WRITTEN PROBLEM »
Extract every line in the entries below that contains the string "painted". Case counts.

Point annotation entries »
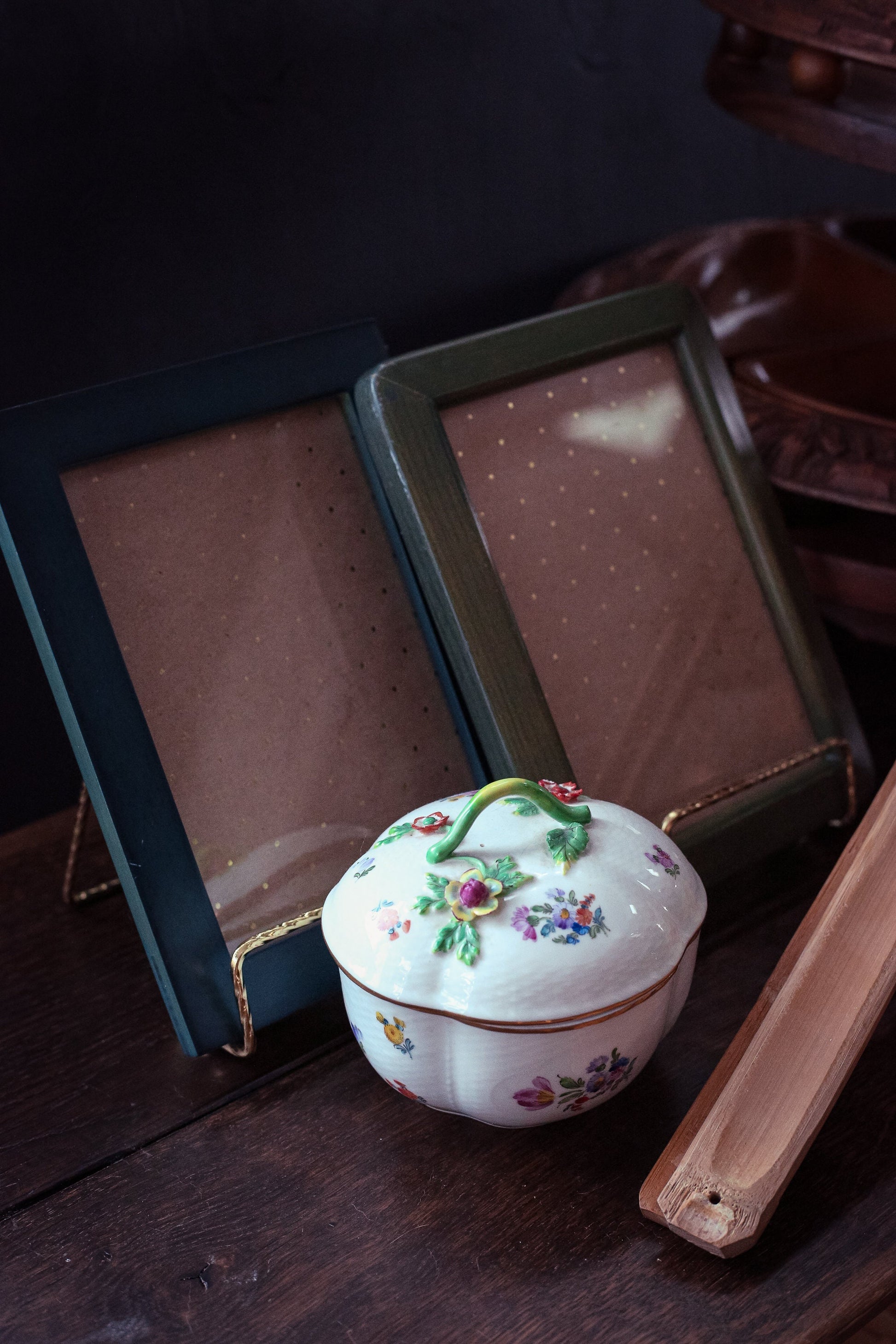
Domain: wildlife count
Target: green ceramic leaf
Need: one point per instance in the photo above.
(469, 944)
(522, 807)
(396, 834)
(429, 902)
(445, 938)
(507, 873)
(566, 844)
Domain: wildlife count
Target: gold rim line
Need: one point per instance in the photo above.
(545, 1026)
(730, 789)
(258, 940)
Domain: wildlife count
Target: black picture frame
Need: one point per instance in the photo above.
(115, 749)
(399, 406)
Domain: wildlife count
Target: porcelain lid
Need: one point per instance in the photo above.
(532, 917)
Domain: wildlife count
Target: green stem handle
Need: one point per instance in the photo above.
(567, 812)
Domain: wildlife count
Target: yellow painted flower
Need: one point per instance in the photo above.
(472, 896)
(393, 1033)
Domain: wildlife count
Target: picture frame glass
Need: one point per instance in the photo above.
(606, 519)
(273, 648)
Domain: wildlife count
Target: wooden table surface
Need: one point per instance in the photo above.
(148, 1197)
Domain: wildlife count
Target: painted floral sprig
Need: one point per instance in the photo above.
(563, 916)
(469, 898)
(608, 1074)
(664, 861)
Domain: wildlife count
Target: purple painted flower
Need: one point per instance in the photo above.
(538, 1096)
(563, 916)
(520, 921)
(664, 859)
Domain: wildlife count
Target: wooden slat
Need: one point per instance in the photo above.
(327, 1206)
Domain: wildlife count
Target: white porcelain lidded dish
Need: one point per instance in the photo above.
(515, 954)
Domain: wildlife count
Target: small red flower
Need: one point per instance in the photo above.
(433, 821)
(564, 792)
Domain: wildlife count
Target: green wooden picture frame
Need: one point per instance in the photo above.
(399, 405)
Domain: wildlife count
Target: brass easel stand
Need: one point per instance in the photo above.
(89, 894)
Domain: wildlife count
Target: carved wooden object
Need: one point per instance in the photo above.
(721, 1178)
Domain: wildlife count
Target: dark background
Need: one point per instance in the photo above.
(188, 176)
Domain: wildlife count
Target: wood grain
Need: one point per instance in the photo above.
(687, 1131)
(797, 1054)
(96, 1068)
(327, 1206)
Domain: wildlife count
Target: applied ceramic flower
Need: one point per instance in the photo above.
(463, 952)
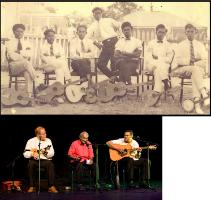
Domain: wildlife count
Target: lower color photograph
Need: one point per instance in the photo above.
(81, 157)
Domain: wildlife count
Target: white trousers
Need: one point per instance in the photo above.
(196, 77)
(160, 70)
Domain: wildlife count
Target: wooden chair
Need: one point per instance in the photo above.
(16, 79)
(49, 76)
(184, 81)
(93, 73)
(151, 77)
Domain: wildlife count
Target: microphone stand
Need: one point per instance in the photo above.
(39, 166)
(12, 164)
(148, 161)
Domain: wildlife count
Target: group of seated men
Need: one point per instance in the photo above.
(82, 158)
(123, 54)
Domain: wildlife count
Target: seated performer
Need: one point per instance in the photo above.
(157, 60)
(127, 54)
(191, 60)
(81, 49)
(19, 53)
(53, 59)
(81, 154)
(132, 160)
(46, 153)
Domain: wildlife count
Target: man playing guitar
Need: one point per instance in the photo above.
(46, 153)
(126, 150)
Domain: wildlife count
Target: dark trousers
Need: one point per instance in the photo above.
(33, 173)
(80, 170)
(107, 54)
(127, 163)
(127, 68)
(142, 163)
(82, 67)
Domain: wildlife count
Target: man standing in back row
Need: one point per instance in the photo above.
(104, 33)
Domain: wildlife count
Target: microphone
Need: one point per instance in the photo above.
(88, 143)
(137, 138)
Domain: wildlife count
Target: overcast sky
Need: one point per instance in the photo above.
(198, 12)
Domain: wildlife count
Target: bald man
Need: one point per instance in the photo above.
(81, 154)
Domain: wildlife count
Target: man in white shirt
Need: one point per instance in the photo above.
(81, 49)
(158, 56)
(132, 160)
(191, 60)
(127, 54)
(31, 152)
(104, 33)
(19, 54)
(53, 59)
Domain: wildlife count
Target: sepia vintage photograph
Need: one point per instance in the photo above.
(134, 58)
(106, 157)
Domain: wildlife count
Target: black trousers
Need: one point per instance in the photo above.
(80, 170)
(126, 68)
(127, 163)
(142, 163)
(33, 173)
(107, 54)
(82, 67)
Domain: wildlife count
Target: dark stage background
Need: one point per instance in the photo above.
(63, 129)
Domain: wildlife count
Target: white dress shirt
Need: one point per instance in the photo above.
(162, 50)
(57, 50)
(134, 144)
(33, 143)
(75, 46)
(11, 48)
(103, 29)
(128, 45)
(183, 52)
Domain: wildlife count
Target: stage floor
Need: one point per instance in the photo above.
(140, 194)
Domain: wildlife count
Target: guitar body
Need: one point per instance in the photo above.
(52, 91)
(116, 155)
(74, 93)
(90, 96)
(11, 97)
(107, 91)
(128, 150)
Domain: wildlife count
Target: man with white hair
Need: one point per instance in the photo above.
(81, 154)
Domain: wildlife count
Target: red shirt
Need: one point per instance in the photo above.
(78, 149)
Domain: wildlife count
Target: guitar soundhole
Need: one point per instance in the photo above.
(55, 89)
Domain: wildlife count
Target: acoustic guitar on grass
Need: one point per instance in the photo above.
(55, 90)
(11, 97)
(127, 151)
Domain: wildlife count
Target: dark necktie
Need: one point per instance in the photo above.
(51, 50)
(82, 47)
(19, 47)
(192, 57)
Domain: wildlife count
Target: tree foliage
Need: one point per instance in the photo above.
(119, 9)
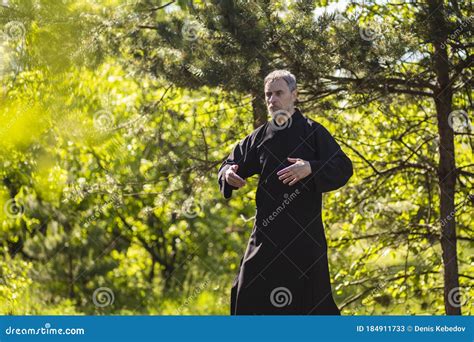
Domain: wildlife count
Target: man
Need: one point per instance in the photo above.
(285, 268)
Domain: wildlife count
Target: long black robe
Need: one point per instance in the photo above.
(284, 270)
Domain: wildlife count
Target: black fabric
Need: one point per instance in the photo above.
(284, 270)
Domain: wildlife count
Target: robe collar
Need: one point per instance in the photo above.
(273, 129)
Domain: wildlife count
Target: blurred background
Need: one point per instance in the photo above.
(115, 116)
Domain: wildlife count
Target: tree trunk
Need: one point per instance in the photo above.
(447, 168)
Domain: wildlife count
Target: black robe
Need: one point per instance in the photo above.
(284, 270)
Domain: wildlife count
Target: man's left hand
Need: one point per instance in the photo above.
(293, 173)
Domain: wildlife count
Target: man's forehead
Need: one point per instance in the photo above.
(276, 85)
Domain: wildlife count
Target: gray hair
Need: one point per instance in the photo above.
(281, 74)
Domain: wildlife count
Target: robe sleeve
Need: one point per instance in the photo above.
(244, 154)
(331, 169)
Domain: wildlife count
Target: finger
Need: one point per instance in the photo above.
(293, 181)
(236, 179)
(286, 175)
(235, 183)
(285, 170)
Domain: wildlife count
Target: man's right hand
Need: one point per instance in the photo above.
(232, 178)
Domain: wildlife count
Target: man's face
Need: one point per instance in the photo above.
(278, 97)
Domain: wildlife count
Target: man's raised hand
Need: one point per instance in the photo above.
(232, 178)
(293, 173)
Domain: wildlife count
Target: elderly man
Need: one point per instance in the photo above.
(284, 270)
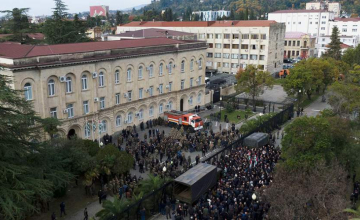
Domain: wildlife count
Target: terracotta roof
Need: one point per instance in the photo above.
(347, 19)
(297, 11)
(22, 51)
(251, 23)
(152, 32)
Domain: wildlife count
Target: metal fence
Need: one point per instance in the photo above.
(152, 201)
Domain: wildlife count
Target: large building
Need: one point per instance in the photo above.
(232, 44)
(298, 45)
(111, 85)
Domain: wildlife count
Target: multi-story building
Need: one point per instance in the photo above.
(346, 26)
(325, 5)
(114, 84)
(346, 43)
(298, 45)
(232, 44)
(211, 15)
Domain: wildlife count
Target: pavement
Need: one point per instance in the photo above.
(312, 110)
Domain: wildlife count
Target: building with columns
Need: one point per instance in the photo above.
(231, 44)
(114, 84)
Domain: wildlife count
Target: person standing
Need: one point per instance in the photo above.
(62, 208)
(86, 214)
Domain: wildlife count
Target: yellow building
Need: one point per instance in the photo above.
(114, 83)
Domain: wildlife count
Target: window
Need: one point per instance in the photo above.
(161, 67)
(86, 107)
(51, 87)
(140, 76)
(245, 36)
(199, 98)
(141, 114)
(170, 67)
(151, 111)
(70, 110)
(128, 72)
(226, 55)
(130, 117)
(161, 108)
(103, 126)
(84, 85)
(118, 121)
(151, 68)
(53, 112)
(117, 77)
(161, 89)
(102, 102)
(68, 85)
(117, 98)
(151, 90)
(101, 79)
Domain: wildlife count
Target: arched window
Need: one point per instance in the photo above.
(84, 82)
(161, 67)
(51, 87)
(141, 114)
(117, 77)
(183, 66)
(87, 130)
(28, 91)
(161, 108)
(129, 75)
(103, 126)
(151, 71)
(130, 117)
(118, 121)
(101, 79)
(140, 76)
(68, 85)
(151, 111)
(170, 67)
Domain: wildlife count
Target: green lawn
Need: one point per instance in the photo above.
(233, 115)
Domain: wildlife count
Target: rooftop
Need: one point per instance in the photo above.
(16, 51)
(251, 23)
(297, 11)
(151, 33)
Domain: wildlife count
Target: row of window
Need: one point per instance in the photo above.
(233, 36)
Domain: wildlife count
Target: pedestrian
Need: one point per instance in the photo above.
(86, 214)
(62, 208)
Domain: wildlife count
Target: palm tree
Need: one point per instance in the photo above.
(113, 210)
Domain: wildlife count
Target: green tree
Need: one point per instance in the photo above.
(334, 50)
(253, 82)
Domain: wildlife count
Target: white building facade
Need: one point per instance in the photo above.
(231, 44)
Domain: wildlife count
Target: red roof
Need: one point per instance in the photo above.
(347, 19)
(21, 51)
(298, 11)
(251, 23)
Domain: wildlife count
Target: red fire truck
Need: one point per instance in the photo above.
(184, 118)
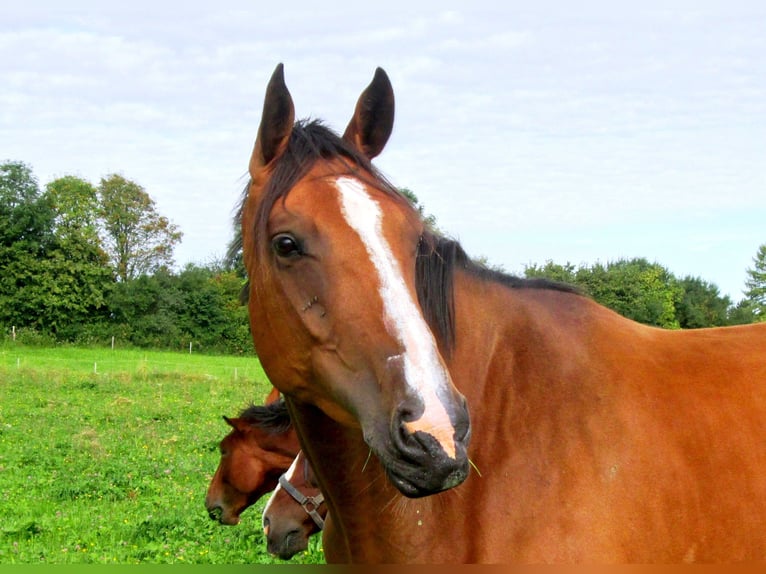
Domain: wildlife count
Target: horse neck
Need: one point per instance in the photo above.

THE REPLY »
Target: yellow painted flower
Target: painted floral sprig
Target: purple painted flower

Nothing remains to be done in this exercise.